__What you need to do__
Identify every line in the items below that contains the word "hair", and copy each of those lines.

__Rows__
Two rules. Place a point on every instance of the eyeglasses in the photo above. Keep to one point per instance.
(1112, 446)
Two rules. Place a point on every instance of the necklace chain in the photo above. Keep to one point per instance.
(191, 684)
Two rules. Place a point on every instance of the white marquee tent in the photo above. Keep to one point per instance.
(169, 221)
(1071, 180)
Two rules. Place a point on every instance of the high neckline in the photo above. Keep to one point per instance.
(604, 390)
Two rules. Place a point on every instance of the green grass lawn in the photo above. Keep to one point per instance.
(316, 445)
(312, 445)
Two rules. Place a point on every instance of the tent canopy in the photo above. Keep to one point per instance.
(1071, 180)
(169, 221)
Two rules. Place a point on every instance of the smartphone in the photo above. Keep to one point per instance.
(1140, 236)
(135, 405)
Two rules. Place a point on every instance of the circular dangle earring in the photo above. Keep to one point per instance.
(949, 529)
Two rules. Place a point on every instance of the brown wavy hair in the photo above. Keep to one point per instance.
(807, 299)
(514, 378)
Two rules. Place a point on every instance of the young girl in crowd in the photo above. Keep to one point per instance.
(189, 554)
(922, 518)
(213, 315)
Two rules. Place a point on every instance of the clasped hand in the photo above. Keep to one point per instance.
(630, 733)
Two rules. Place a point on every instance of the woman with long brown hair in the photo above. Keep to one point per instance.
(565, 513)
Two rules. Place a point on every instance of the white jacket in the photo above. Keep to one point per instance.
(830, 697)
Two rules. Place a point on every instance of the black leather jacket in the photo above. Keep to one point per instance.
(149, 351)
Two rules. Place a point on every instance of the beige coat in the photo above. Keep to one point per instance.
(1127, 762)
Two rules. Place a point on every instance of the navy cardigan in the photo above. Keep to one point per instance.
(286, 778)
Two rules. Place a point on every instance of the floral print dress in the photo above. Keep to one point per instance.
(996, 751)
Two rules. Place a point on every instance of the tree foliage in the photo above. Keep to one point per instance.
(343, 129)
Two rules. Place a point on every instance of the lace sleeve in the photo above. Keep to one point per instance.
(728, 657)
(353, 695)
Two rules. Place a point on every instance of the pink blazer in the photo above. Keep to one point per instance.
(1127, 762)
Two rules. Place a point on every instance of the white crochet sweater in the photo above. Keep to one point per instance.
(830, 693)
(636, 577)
--
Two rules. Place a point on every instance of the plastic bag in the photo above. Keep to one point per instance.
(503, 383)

__Output for this exercise__
Two rules. Place a point on every instance of the brown wavy hair in the photo above. Keep to one point per instance.
Two rules. Place a point on every instance of the woman with long brown hair in the photo above. Keep to one point per instance.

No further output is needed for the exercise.